» **PROBLEM 1**
From the listing below, pick out every line that contains the word "street".

» **GIVEN TEXT**
* * * *
# Teaching my puppy "Down"



## Golden Bug (Apr 28, 2012)

I'm trying to teach my pup the "Down" command. He's 8 weeks old right now and can sit. But he doesn't get into the 'down' position when I try to get him to follow the treat in my hand to the ground, he either lunges for the treat or stays sitting and just bends over to eat it. 

How else can I get my puppy to learn 'down'? Thanks for all the help!


----------



## solinvictus (Oct 23, 2008)

Are you starting from a sit? When starting out it is easier if he is on leash you will have a little more control. Are you practicing it with the pup on leash? If he is lunging for the treat while in a sit you are moving the treat to far away, it should be lured down right between his paws, straight down from his nose. When he stays sitting when you put the treat down between his paws do not remove your hand from the treat until he goes into the down position. Try waiting him out. If he gets up from the sit, remove the treat give a release word and try again. Sometimes to get them to actually go into a down you need to sit on the floor and lure him under your leg with your leg only up enough that he has to crawl through as soon as his elbows are on the floor mark/click/say yes then reward. Down is harder for many pups to get. 
When you ask for the sit before the down continue to reward for the sit other wise they will figure out that they don't need to sit and will always just offer a down once they get the down.

Once he is doing the down for one or two training sessions about 80% compliance continue to lure with the treat in hand but actually feed the treat/reward from your other hand. When you have one or two training sessions about 80% or higher compliance remove the treat from your hand completely still make the signal and feed the reward from your other hand. You don't want to use the lure for to long as they will get wise and not work for you unless you have the lure.


----------



## AmberSunrise (Apr 1, 2009)

A few videos that might help (I can vouch that the clicker method works and dogs happily assume the position  ) 

Clicker : 



Hands On: 



Janice Gunn :


----------



## Golden Bug (Apr 28, 2012)

solinvictus said:


> Are you starting from a sit? When starting out it is easier if he is on leash you will have a little more control. Are you practicing it with the pup on leash? If he is lunging for the treat while in a sit you are moving the treat to far away, it should be lured down right between his paws, straight down from his nose. When he stays sitting when you put the treat down between his paws do not remove your hand from the treat until he goes into the down position. Try waiting him out. If he gets up from the sit, remove the treat give a release word and try again. Sometimes to get them to actually go into a down you need to sit on the floor and lure him under your leg with your leg only up enough that he has to crawl through as soon as his elbows are on the floor mark/click/say yes then reward. Down is harder for many pups to get.
* * * *
» **INFORMATION GIVEN**
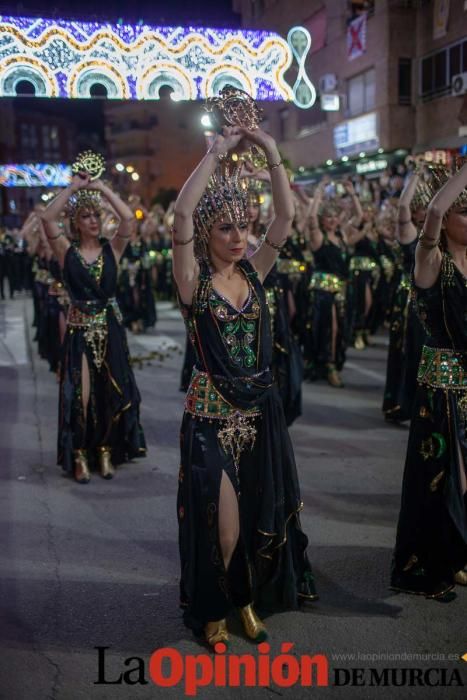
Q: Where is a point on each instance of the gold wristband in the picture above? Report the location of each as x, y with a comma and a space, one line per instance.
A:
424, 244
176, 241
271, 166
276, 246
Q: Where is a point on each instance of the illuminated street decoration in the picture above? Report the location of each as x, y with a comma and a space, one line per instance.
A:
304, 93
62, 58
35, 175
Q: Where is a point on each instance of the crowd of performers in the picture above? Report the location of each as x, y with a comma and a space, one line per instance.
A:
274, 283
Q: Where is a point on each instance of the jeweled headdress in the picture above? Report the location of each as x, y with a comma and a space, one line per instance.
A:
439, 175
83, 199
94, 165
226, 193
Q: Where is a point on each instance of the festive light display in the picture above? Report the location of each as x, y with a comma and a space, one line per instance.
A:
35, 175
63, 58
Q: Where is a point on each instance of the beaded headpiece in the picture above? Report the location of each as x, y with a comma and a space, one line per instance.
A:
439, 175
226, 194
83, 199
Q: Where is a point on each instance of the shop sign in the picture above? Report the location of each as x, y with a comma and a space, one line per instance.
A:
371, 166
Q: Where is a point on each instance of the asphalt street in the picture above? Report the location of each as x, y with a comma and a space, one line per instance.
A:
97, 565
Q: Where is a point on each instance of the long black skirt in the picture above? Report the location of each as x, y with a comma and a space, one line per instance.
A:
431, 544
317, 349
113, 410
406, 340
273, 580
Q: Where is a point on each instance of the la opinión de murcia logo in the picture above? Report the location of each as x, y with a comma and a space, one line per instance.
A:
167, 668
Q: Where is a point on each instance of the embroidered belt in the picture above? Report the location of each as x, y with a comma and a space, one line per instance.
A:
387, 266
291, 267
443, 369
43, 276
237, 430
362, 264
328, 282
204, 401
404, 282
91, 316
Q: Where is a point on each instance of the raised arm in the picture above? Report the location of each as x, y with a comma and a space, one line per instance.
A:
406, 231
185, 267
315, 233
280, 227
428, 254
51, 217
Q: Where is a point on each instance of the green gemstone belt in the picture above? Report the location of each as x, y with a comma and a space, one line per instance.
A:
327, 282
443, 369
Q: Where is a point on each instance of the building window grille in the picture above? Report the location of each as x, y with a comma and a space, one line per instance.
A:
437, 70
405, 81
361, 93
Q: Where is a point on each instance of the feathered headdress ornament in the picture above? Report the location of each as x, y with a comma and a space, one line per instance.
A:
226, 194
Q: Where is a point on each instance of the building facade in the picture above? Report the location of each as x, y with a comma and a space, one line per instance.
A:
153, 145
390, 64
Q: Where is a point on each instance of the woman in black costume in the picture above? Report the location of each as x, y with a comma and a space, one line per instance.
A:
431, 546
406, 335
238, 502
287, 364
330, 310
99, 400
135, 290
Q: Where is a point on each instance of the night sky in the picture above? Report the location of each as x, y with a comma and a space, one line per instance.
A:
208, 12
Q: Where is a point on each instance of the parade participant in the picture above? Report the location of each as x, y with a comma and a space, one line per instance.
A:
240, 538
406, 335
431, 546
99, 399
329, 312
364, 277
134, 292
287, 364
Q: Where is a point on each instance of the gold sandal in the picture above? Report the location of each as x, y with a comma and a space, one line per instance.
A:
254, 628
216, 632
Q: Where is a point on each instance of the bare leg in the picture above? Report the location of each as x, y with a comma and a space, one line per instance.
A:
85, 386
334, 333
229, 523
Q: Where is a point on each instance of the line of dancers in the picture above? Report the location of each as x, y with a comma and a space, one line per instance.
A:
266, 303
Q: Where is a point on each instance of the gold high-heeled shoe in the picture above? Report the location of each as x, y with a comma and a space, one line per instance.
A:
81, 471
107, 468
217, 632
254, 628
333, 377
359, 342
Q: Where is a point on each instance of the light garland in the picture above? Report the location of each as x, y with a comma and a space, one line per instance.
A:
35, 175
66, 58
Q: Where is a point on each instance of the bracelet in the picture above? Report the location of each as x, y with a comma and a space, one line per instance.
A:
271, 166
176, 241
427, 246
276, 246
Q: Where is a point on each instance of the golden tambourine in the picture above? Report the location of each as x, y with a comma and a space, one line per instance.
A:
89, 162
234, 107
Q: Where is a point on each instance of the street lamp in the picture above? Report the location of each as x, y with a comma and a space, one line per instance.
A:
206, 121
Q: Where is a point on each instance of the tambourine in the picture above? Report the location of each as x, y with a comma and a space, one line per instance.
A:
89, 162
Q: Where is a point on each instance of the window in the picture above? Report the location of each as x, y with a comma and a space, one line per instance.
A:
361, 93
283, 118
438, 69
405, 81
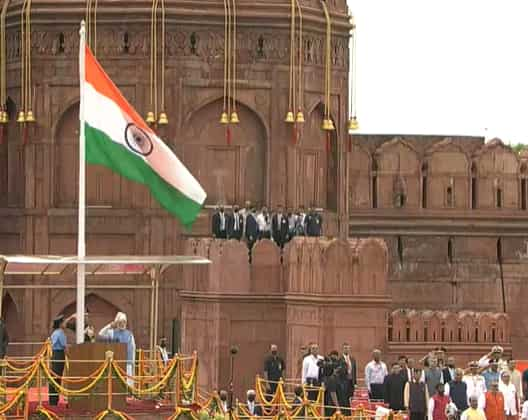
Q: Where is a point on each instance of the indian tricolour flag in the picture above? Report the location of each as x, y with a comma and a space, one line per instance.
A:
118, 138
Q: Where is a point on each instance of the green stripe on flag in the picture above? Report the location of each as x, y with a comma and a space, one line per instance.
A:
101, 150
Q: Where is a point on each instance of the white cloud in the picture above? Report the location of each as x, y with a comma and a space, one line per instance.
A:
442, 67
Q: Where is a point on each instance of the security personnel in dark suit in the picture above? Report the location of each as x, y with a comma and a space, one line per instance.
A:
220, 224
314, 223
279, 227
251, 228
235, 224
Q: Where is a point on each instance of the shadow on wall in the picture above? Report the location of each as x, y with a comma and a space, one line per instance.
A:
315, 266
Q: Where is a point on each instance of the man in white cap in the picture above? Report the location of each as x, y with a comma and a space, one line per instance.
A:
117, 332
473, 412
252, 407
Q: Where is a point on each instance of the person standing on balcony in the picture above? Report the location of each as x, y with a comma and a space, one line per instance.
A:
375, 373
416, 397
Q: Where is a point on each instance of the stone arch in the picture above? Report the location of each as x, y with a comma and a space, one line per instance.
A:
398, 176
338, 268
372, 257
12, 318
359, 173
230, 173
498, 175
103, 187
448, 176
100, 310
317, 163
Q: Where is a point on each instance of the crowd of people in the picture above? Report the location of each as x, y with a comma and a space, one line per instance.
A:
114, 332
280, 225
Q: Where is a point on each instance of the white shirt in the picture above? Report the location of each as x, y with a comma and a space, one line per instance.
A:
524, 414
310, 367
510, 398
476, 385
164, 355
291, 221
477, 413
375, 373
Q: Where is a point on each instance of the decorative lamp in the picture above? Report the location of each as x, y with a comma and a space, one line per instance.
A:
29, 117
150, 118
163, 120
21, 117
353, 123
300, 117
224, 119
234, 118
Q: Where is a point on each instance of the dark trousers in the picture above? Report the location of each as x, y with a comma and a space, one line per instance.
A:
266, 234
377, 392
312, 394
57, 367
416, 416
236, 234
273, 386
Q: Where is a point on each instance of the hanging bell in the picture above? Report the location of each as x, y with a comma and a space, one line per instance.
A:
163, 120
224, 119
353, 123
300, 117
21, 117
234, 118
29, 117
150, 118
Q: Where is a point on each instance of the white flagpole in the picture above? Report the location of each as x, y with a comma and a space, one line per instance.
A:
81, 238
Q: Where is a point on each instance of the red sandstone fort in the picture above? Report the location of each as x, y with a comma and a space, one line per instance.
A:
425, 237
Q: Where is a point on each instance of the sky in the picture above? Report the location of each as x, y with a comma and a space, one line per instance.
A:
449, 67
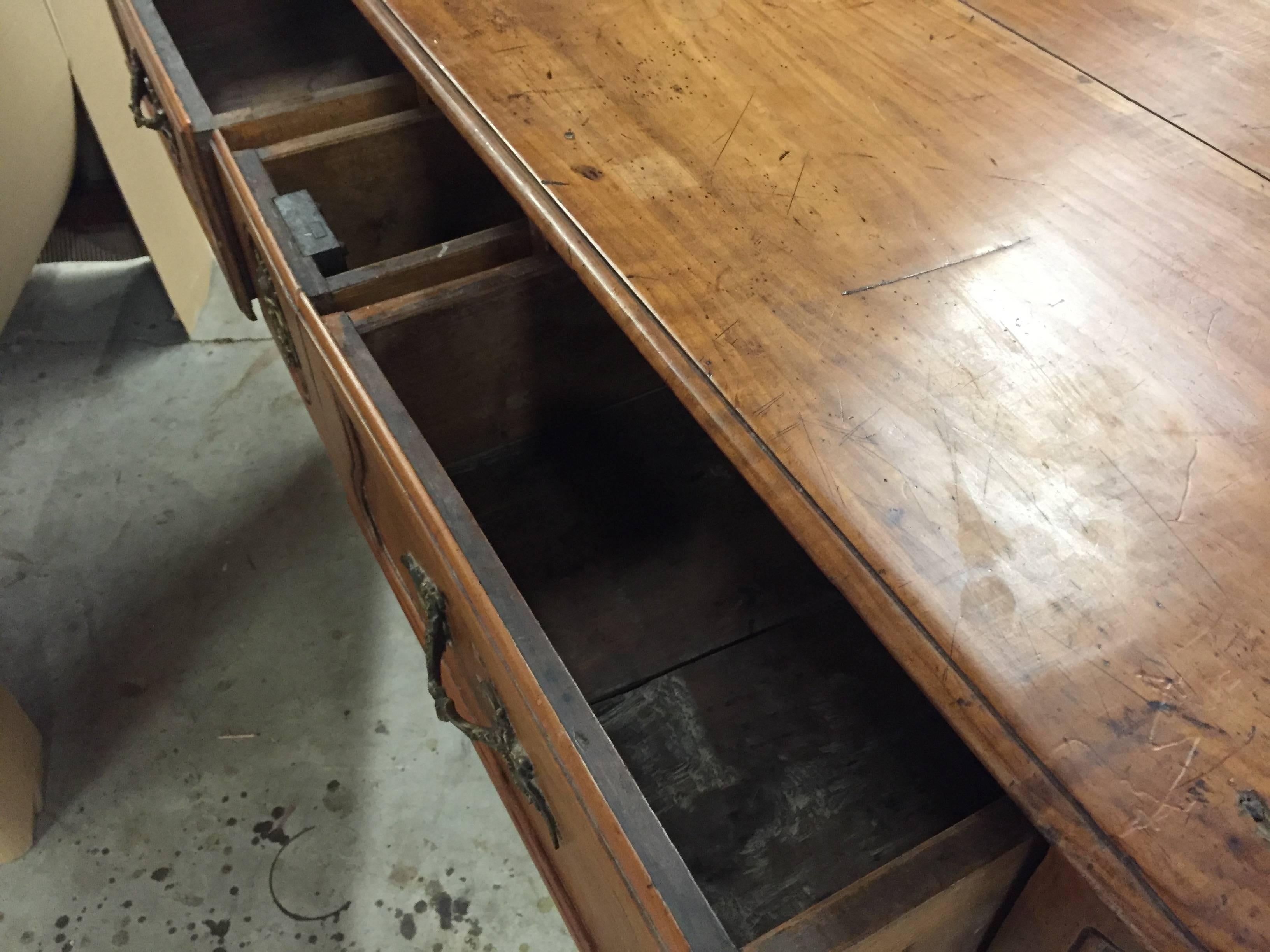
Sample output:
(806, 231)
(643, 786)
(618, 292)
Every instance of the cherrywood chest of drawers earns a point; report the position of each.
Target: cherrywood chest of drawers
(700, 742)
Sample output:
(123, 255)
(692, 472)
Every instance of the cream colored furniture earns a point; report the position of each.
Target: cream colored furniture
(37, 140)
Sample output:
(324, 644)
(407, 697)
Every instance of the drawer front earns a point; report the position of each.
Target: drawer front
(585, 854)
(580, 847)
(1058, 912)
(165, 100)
* * * *
» **PROBLEM 2**
Carry on the forum thread about teaching a puppy the "Down" command, starting right after its final sentence.

» **TASK RESULT 1**
Q: Where is a point on each instance of the illuminated street decoration in the picture above? Report the location of each as x, y with a comma and a space, one line per instance.
Q: Where is a point on each instance of the asphalt street in the picture above? Report the location of each as x, y with a comma and a space, one line per instance.
Q: Where is a point on each instance of the street lamp in the picture above? Report the location of each as x, y with a comma and a space, one line per instance.

» **TASK RESULT 2**
> When you ask for the sit before the down continue to reward for the sit other wise they will figure out that they don't need to sit and will always just offer a down once they get the down.
> 
> Once he is doing the down for one or two training sessions about 80% compliance continue to lure with the treat in hand but actually feed the treat/reward from your other hand. When you have one or two training sessions about 80% or higher compliance remove the treat from your hand completely still make the signal and feed the reward from your other hand. You don't want to use the lure for to long as they will get wise and not work for you unless you have the lure.





Sunrise said:


> A few videos that might help (I can vouch that the clicker method works and dogs happily assume the position  )
> 
> Clicker : Puppy Clicker Training: Sit, down, and stand - YouTube
> Hands On: How to Train a Puppy : Placement Down Command - YouTube
> Janice Gunn : Puppy Training with Janice Gunn - YouTube



Thanks guys, I appreciate the help. 

When I get him into the 'down' position, he lays on his side, instead of upright with his stomach on the ground. Is that an issue?


----------



## AmberSunrise (Apr 1, 2009)

A lot of people prefer the down getting on their side  it is a steadier down usually. Unless you plan on showing in competition obedience and then beyond the Novice Obedience class (CDX, UD level), you really never need the 'sphinx' style down,


----------



## Charliethree (Jul 18, 2010)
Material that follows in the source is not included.